前言
Whoosh:搜索引擎 jieba:分词器 django-heystack:支持引擎的第三方app
准备
Pip3 install whoosh
Pip3 install jieba
Pip3 install django-haystack
配置
将 haystack 加入 INSTALLED_APP中:
INSTALLED_APPS = [
'django.contrib.admin',
'django.contrib.auth',
'django.contrib.contenttypes',
'django.contrib.sessions',
'django.contrib.messages',
'django.contrib.staticfiles',
#其它app ...
'search_liu',
'haystack',
]
再加入如下配置:
project/settings.py
HAYSTACK_CONNECTIONS = {
'default': {
'ENGINE': 'search_liu.whoosh_cn_backend.WhooshEngine', #使用whoosh搜索引擎
'PATH': os.path.join(BASE_DIR, 'whooshindex'),
},
}
HAYSTACK_SEARCH_RESULTS_PER_PAGE = 10 #每十项结果为一页
HAYSTACK_SIGNAL_PROCESSOR = 'haystack.signals.RealtimeSignalProcessor'
'ENGINE': 'search_liu.whoosh_cn_backend.WhooshEngine' 虽然目前这个引擎还不存在,但我们接下来会创建它。
'PATH' 索引文件需要存放的位置,我们设置为项目根目录 BASE_DIR
下的 whoosh_index 文件夹(在建立索引是会自动创建)。
配置建立索引文件
在app下建立 search_indexes.py 文件并写上如下代码:
class newsIndex(indexes.SearchIndex, indexes.Indexable):
text = indexes.CharField(document=True, use_template=True)
def get_model(self): return news def index_queryset(self, using=None): return self.get_model().objects.filter(newsState=2) #限制搜索条件
因为我要检索多张表,所以我选择在search这个app下的 search_indexes.py 写了三个表名+index类 ,之后就会同时对这三个表建立索引文件。
★ ★ ★
● **简短任务 1**
请把文章中从“def get_model(self): return”到“search_indexes.py 写了三个表名+index类 ,之后就会同时对这三个表建立索引文件。”的部分一字不差地抄录下来,首尾这两处文字也要包括在内。
● **简短任务 2**
根据文章回答下列问题:
(a) jieba 被说明为什么工具?
(b) 配置中设定每页显示多少项搜索结果?
(c) 作者在 search_indexes.py 中为几张表写了 index 类?
● **简短任务 3**
列出文章里 INSTALLED_APPS 列表中写出的全部应用名称。

● **数据记录**
★ ★ ★
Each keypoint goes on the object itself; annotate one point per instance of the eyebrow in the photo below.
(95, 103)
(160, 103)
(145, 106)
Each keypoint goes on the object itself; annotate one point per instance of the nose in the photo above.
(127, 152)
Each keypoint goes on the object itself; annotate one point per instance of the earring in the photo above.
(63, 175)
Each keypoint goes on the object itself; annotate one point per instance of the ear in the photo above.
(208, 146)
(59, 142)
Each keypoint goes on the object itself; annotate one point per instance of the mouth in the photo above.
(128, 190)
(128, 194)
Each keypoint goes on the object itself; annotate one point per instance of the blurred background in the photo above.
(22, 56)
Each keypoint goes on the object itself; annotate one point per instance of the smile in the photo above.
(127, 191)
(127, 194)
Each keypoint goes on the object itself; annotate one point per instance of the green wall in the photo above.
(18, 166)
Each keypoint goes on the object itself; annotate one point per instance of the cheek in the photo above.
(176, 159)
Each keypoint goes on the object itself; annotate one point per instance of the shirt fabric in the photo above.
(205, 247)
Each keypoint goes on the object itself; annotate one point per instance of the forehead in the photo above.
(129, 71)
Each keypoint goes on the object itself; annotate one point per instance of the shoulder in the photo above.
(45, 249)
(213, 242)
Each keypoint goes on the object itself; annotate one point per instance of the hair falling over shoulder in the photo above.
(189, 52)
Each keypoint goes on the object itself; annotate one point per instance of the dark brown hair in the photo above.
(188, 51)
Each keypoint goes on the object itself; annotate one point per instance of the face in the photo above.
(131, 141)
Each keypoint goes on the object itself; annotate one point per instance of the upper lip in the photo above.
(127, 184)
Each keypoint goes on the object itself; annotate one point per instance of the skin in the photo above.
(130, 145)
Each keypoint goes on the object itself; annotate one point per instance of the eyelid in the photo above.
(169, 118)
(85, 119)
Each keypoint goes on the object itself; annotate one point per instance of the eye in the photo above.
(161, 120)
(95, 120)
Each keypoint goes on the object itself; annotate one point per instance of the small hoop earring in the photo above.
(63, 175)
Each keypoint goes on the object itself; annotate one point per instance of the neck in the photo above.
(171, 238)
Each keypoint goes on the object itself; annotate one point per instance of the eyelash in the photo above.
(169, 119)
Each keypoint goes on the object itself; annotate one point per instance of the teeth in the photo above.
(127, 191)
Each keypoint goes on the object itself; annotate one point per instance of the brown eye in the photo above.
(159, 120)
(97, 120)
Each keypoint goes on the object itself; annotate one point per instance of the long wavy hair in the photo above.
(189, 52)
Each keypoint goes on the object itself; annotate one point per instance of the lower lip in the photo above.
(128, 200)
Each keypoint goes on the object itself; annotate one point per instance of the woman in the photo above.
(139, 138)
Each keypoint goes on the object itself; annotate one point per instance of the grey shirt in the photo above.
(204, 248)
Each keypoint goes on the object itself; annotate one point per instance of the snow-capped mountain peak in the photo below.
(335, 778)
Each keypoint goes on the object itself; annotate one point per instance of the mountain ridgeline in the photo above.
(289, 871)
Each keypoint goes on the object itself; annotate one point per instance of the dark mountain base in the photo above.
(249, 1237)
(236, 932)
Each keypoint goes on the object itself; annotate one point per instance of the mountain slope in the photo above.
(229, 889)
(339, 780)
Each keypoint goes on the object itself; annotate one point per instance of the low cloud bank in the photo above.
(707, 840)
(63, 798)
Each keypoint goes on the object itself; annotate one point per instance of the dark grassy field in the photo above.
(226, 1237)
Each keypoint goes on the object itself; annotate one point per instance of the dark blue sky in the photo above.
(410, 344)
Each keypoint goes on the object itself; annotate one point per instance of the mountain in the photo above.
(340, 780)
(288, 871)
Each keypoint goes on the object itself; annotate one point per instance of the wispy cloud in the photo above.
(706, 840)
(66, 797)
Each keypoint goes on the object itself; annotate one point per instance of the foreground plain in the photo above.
★ ★ ★
● **练习结果 1**
def get_model(self): return news def index_queryset(self, using=None): return self.get_model().objects.filter(newsState=2) #限制搜索条件
因为我要检索多张表,所以我选择在search这个app下的 search_indexes.py 写了三个表名+index类 ,之后就会同时对这三个表建立索引文件。

● **练习结果 2**
(a) 分词器
(b) 10 项
(c) 三张表

● **练习结果 3**
django.contrib.admin
django.contrib.auth
django.contrib.contenttypes
django.contrib.sessions
django.contrib.messages
django.contrib.staticfiles
search_liu
haystack